TASKS TO PERFORM –
• A. Reproduce word for word the part of the mailing-list message on curves from "- A special" up to and including "is approximately 2.".
• B. Answer these questions using the mailing-list message on curves:
(i) How many cycles did the multiplication part take in the pairing code on Sandy Bridge?
(ii) Which RSA number is given as the best general factoring result?
(iii) What university is listed in the sender's signature?
• C. Name every RSA number mentioned in the mailing-list message on curves.

[curves] Choosing an extra-strength curve

Diego Aranha dfaranha at gmail.com
Tue May 6 10:31:32 PDT 2014


> Do you think 2x slower is accurate?  (Or do you have performance
> numbers on Brainpool or similar curves I could add to the spreadsheet
> [3])?
>

This is accurate for a modular multiplication:

- A generic random prime would require something like Montgomery reduction,
which has quadratic complexity (but a little higher than the multiplication
part, actually, due to a linear overhead).

- A special prime usually has faster reduction with linear complexity.

As a concrete example, our pairing code in Sandy Bridge had 60 cycles for
the multiplication part and 100 cycles for the modular reduction at some
point. If a special prime would give us a modular reduction in 10-20
cycles, the ratio would be approximately 2. Assuming that modular
multiplication is the performance-critical operation for ECC, which should
be the case for sane implementations, then the ratio is approximately 2.
Notice however that additions are becoming significant in recent hardware
due to faster integer multipliers (specially for pairing computation), but
not enough to change this considerably.
--
Diego de Freitas Aranha
Institute of Computing - University of Campinas
http://www.ic.unicamp.br/~dfaranha


On Tue, May 6, 2014 at 2:15 PM, Johannes Merkle <johannes.merkle at secunet.com
> wrote:

>
> > I do not think random primes are worth it. Looking at the past, the SNFS
> is not *that* great of an improvement. Of
> > course it matters in practice, and special >1024-bit numbers are
> factored whereas the best general result is RSA-768.
> > However, it (asymptotically) 'only' shaves around 20 bits of security
> off of RSA-2048 (~112-bit security), and 50 bits
> > off of RSA-15360 (~256-bit security).

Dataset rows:
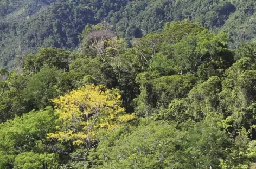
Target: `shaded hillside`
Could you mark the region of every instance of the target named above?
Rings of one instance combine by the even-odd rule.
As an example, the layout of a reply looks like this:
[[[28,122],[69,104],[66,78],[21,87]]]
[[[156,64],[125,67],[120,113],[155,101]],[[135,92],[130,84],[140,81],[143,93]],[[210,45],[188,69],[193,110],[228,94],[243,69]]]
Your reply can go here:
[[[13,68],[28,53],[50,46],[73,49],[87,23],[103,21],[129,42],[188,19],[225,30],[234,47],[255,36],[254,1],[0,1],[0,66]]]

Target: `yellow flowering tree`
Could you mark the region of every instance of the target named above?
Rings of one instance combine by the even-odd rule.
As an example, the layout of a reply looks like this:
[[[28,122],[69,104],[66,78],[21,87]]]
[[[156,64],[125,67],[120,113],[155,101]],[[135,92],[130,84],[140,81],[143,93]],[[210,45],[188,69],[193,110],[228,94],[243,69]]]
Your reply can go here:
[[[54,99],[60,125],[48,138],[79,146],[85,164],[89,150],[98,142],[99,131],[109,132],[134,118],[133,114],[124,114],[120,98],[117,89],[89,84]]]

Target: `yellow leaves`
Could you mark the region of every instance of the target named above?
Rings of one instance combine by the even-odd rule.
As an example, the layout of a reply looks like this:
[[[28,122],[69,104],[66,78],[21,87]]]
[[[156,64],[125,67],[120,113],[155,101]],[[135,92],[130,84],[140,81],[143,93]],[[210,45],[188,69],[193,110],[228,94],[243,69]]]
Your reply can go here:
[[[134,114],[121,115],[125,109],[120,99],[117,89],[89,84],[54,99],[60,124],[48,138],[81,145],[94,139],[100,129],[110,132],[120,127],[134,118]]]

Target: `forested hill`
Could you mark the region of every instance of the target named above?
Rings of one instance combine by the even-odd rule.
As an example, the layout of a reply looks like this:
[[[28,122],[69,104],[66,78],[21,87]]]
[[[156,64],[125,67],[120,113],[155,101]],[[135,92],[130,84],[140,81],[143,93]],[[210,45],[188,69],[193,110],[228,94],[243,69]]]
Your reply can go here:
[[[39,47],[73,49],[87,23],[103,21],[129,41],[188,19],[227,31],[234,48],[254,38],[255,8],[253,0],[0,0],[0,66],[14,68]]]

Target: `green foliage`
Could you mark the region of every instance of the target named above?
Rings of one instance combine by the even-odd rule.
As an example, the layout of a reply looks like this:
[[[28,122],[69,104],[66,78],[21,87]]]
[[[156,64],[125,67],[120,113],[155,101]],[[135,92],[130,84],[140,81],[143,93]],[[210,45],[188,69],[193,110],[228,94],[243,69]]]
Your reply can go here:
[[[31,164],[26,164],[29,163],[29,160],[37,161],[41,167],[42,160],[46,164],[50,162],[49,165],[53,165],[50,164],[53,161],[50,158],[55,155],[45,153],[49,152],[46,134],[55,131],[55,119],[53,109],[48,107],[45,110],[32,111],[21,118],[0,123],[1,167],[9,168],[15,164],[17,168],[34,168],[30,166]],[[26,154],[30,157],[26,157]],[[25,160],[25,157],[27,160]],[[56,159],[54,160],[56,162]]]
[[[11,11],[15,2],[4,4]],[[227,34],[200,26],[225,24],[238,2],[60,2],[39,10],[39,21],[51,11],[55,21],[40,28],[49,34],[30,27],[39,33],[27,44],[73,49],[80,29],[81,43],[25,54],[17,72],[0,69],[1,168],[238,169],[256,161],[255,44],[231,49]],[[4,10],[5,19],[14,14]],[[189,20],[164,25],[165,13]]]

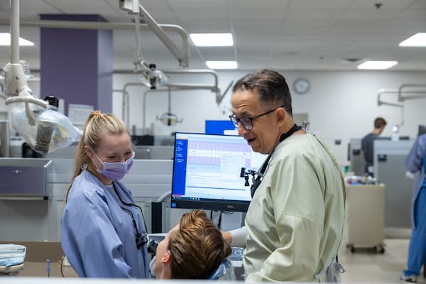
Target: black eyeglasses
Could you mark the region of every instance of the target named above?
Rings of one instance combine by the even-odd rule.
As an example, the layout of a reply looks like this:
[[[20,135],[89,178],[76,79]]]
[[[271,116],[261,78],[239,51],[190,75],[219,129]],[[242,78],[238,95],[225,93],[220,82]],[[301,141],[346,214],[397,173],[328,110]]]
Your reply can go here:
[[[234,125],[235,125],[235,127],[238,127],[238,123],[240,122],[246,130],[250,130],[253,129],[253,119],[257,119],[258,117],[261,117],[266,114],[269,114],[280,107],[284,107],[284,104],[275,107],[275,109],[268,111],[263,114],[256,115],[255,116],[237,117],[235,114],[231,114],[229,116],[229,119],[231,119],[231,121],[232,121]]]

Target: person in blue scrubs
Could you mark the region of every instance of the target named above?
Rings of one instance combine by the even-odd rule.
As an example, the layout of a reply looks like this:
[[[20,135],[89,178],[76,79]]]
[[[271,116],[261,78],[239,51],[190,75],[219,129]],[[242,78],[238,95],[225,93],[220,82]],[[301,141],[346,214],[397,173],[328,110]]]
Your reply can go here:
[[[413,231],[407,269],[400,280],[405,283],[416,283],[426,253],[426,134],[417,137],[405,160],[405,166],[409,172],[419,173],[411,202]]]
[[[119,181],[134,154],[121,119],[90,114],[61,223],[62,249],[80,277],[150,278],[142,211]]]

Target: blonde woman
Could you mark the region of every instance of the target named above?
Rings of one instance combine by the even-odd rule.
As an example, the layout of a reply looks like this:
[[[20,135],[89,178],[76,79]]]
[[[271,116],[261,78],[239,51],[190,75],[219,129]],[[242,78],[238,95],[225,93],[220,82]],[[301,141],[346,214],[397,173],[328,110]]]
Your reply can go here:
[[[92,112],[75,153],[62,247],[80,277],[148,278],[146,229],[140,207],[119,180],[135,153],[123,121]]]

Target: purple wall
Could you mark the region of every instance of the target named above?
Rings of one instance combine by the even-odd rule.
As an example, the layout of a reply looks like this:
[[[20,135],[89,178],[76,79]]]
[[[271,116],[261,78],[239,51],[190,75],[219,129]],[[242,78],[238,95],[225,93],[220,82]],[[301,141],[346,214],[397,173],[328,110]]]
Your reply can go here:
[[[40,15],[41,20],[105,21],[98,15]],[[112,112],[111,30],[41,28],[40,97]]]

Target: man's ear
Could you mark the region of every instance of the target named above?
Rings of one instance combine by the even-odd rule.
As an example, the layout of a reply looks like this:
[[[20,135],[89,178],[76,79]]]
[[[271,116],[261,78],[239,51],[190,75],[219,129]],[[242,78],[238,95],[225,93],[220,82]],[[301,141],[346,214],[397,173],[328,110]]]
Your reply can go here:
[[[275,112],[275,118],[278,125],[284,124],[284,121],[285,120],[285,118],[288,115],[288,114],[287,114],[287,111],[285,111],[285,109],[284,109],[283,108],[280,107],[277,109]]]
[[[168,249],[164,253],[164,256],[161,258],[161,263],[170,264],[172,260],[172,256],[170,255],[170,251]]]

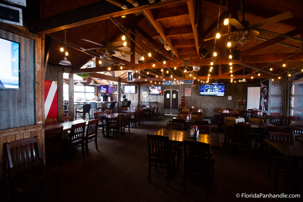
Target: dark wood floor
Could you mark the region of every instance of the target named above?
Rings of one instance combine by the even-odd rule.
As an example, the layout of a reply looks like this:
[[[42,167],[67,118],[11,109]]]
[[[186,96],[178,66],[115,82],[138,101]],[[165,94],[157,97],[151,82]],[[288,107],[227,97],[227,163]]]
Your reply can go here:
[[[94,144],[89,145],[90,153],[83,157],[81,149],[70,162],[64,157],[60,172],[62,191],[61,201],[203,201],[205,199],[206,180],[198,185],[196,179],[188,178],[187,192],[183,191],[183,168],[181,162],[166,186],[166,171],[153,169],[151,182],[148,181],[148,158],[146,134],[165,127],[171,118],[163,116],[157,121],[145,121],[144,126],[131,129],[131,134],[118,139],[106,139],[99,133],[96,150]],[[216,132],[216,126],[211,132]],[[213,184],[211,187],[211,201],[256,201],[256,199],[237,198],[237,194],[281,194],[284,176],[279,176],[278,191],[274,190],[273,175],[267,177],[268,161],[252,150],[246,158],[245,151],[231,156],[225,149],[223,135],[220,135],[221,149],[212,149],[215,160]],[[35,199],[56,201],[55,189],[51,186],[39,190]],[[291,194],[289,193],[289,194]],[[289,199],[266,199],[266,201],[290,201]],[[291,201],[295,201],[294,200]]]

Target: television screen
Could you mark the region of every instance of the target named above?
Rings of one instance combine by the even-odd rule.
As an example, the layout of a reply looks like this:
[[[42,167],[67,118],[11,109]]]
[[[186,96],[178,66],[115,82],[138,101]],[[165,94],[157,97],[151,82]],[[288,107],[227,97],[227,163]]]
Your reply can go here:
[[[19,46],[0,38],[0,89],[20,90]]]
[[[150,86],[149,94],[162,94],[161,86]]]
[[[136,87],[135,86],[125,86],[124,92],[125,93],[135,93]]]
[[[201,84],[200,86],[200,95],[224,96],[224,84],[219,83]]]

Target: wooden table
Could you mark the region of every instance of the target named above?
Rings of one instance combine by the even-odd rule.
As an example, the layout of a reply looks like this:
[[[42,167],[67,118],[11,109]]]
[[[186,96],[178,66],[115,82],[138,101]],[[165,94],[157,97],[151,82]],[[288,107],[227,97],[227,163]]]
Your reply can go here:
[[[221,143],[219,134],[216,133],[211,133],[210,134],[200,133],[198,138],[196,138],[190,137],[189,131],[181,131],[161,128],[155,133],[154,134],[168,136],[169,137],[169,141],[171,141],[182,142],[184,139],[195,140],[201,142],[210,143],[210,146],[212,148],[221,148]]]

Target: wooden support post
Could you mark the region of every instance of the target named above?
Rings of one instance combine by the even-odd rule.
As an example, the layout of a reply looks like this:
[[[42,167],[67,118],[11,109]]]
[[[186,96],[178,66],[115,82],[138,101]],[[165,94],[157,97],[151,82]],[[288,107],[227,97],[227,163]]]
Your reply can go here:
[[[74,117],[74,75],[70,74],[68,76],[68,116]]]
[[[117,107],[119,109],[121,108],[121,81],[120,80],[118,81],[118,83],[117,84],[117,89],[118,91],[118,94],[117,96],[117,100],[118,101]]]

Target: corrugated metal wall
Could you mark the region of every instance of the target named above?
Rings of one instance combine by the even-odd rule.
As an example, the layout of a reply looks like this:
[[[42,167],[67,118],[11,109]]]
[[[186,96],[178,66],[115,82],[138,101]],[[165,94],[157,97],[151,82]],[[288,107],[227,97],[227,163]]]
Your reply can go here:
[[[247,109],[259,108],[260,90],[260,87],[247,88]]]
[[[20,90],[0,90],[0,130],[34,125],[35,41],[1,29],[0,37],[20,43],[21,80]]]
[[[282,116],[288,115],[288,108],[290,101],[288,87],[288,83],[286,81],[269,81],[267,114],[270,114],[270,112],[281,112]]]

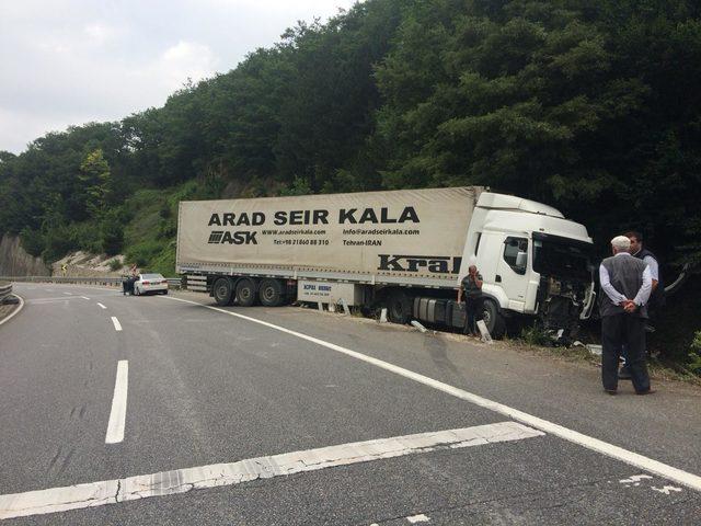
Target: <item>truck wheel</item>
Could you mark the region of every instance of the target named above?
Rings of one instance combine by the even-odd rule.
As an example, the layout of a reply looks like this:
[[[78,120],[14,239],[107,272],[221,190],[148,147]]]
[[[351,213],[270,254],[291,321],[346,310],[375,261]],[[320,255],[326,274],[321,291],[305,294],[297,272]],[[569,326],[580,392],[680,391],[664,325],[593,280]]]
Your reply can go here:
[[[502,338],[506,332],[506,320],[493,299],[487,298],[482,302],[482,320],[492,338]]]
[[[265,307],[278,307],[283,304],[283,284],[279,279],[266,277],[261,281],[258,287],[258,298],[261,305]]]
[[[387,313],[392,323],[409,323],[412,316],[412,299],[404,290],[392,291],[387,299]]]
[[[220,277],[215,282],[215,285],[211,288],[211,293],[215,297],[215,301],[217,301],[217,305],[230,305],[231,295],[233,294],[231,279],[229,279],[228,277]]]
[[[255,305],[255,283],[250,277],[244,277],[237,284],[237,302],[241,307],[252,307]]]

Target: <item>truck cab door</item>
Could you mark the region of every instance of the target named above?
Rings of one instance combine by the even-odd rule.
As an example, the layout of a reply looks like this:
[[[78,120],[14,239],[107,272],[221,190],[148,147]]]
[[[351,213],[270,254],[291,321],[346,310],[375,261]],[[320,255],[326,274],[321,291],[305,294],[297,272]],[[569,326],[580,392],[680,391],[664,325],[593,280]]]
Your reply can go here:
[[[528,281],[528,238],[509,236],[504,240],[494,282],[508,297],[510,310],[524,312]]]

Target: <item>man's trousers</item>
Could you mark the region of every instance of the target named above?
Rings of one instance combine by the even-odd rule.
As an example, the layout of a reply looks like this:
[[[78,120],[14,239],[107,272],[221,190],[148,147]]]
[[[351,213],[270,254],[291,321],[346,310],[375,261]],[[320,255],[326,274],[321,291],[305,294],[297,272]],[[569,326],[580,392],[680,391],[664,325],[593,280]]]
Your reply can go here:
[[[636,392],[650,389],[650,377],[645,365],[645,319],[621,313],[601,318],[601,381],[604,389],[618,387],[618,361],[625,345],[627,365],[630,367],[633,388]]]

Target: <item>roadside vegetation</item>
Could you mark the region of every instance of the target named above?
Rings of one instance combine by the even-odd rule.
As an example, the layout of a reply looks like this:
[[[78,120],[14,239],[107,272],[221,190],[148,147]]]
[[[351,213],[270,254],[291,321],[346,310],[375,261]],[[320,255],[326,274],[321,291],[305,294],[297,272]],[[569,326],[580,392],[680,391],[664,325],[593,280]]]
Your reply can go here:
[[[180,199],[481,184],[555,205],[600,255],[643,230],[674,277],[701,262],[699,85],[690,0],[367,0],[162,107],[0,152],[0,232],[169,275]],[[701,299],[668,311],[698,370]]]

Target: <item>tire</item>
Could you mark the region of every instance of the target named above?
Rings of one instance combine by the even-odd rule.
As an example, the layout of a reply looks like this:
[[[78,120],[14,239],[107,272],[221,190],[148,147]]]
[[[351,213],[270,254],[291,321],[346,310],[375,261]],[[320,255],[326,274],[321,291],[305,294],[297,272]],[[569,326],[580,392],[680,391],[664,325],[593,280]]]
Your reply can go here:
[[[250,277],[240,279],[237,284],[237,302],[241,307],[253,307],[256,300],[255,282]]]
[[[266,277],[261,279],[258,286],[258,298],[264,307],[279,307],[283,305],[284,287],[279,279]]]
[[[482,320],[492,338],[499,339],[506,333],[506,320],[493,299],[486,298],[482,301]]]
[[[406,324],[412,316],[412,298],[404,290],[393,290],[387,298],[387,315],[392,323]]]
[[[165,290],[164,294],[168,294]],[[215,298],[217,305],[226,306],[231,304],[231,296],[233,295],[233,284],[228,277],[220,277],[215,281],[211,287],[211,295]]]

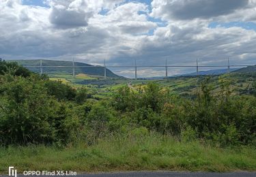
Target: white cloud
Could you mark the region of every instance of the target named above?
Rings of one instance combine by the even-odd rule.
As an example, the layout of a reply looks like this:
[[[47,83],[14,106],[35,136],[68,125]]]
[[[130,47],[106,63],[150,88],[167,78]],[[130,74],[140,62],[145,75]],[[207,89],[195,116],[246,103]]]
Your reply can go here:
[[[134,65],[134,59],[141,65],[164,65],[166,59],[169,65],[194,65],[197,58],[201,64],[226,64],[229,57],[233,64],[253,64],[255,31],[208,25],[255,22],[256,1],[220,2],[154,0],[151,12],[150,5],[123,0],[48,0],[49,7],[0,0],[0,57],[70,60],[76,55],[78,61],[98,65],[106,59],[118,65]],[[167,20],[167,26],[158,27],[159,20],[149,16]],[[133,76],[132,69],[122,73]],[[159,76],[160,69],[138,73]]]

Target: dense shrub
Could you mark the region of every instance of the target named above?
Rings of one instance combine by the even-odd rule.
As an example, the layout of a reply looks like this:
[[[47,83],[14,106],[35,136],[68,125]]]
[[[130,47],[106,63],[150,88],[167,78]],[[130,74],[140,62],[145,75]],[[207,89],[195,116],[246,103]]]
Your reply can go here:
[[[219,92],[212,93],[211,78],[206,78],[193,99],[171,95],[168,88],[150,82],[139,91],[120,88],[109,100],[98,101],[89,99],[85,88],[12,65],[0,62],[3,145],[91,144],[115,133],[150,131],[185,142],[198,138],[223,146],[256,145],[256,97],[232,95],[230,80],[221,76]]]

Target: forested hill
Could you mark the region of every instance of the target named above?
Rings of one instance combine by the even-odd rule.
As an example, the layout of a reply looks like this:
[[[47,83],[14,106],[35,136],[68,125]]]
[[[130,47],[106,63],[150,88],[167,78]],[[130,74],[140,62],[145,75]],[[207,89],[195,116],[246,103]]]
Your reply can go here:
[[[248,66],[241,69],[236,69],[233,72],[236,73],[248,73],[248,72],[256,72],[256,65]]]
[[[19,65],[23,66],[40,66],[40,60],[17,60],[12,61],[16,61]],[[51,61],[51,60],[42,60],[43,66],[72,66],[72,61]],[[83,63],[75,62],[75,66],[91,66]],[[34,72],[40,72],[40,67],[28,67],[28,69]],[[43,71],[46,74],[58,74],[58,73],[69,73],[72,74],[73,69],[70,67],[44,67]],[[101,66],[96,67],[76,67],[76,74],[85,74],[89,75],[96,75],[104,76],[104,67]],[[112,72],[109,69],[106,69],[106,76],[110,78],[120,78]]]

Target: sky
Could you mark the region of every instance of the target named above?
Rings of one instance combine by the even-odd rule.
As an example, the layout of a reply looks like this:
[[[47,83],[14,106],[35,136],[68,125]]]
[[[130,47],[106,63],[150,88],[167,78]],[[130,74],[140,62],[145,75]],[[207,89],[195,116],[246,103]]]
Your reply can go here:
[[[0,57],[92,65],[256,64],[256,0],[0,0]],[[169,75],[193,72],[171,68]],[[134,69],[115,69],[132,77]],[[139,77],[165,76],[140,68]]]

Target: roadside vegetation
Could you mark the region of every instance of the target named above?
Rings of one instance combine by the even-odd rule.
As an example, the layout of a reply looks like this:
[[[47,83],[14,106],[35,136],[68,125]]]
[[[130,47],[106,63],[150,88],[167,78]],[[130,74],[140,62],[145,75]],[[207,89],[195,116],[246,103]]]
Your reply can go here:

ANSWERS TO THE EXERCISE –
• A.
- A special prime usually has faster reduction with linear complexity.

As a concrete example, our pairing code in Sandy Bridge had 60 cycles for
the multiplication part and 100 cycles for the modular reduction at some
point. If a special prime would give us a modular reduction in 10-20
cycles, the ratio would be approximately 2. Assuming that modular
multiplication is the performance-critical operation for ECC, which should
be the case for sane implementations, then the ratio is approximately 2.

• B.
(i) 60 cycles
(ii) RSA-768
(iii) University of Campinas

• C. RSA-768, RSA-2048, RSA-15360